§ **Elenco dei compiti**:
(a) Nel brano sulla lotta di classe, chi sistemò in modo definitivo le questioni sulla forza, la violenza, la conquista del potere, lo Stato e la dittatura?
(b) Riproduci per favore il brano sulla lotta di classe da "Il metodo della" a "da esso suscitati.".

§ **Brano estratto**:
»»
Rispetto al 1914, al 1919, al 1922, al 1933, al 1943, il regime capitalistico del 1947 è più pesante, sempre più pesante, nello sfruttamento economico e nella oppressione politica sulle masse che lavorano e su chiunque e qualunque cosa gli traversi la strada. Questo è vero per i “grandi”, dopo la soppressione totalitaria degli organismi statali di Germania e Giappone. È perfino, e non meno, vero per lo stesso Stato italiano, battuto, deriso, vassallo, vendibile e venduto in ogni direzione, tuttavia più attrezzato di polizie e più forcaiolo oggi che sotto Giolitti e Mussolini, più eventualmente forcaiolo se dalle mani di De Gasperi passasse a quelle dei gruppi di sinistra.

Ricordato in sommario tutto questo, va ora trattato il problema dell'impiego della forza e della violenza nella lotta sociale, quando ad impugnare tali mezzi di azione è la classe rivoluzionaria dell'epoca di oggi, il moderno proletariato.


Il metodo della lotta di classe è stato nel corso di circa un secolo accettato a parole da tanti e così diversi movimenti e scuole, che le più opposte interpretazioni si sono scontrate in violente polemiche, riflesso delle vicende e degli svolti della storia del capitalismo e degli antagonismi da esso suscitati.

La polemica si chiarificò in modo classico a cavallo della prima guerra mondiale e della rivoluzione russa: Lenin, Trotsky, i gruppi di sinistra che confluirono nella Internazionale di Mosca sistemarono in modo che deve ritenersi definitivo per il campo teoretico e programmatico le quistioni sulla forza, la violenza, la conquista del potere, lo Stato e la dittatura.

Dal lato opposto si ponevano le innumeri deformazioni dell'opportunismo socialdemocratico, di cui non occorre ripetere la confutazione ma è utile solo ricordare qualche punto che vale a chiarire nostri concetti distintivi. D'altra parte molte di quelle false posizioni battute allora in breccia e che sembrarono disperse per sempre ricompaiono sotto forme quasi identiche nella odierna situazione del movimento operaio.

Pretese il revisionismo di mostrare come parte caduca del sistema marxista tutta la previsione di un urto rivoluzionario tra la classe operaia e le difese del potere borghese, e, falsificando e sfruttando i testi, una prefazione e una lettera famose di Engels, assunse che, da una parte, dati i progressi della tecnica militare, andava esclusa ogni prospettiva di insurrezione vittoriosa armata, dall'altra che il progredire della organizzazione dei sindacati operai e dei partiti politici parlamentari consentiva di prevedere un sicuro prossimo arrivo al potere con mezzi legali e incruenti.
««
§ **Elenco delle righe**:
»»
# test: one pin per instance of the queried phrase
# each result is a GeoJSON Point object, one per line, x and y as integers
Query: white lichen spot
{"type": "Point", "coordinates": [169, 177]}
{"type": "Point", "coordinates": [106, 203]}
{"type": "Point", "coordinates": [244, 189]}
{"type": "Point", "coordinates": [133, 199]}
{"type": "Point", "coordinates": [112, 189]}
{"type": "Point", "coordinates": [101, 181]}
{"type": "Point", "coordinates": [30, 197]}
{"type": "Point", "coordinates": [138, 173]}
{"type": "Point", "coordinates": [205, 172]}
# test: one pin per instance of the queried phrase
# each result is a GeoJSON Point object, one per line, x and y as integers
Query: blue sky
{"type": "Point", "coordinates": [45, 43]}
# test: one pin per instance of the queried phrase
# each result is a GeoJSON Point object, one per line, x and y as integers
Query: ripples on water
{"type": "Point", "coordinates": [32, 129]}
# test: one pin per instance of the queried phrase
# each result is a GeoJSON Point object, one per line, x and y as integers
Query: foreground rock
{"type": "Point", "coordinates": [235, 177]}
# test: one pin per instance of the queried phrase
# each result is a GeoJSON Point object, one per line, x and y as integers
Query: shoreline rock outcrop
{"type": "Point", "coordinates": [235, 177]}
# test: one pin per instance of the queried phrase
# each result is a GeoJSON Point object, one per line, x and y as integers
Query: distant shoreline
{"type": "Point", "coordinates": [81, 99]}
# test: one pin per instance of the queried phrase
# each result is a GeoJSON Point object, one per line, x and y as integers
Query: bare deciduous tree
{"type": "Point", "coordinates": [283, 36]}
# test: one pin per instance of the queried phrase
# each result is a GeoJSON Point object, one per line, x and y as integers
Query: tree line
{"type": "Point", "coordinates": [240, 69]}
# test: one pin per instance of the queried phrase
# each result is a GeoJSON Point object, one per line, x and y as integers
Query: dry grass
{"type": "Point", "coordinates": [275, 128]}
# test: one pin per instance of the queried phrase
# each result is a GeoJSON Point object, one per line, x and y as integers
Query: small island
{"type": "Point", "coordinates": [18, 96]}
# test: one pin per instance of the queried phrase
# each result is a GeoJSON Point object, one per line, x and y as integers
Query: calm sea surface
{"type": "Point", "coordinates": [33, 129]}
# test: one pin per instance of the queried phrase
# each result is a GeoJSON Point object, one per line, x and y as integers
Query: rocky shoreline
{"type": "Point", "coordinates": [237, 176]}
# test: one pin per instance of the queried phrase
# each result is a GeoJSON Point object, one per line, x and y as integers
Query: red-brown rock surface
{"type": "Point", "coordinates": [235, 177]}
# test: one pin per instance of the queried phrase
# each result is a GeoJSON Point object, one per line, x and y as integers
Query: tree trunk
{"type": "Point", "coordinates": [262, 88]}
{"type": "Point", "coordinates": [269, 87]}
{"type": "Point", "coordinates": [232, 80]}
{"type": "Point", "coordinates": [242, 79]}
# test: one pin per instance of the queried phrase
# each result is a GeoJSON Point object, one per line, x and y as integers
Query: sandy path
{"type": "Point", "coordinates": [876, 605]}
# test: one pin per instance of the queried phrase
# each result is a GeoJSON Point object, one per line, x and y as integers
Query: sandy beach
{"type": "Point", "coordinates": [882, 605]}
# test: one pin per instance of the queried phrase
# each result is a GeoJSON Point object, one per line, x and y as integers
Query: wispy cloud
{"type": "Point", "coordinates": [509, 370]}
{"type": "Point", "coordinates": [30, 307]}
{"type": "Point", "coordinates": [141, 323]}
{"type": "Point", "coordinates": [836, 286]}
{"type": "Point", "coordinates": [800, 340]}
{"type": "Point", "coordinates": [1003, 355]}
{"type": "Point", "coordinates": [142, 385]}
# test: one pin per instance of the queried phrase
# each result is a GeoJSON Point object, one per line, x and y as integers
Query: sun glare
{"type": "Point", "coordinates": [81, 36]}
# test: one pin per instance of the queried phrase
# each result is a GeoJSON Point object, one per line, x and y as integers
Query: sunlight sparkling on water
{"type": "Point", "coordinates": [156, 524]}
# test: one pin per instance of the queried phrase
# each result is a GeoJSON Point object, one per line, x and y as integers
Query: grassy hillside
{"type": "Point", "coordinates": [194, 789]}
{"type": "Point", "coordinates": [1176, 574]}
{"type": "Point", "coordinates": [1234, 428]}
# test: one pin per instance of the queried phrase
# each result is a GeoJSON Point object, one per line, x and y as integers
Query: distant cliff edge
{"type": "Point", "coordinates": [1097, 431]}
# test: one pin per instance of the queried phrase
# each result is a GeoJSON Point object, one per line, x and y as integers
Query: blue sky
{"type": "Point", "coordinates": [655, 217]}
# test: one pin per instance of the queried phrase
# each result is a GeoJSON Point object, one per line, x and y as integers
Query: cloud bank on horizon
««
§ **Risposte complete**:
(a) Lenin, Trotsky e i gruppi di sinistra che confluirono nella Internazionale di Mosca.

(b)
Il metodo della lotta di classe è stato nel corso di circa un secolo accettato a parole da tanti e così diversi movimenti e scuole, che le più opposte interpretazioni si sono scontrate in violente polemiche, riflesso delle vicende e degli svolti della storia del capitalismo e degli antagonismi da esso suscitati.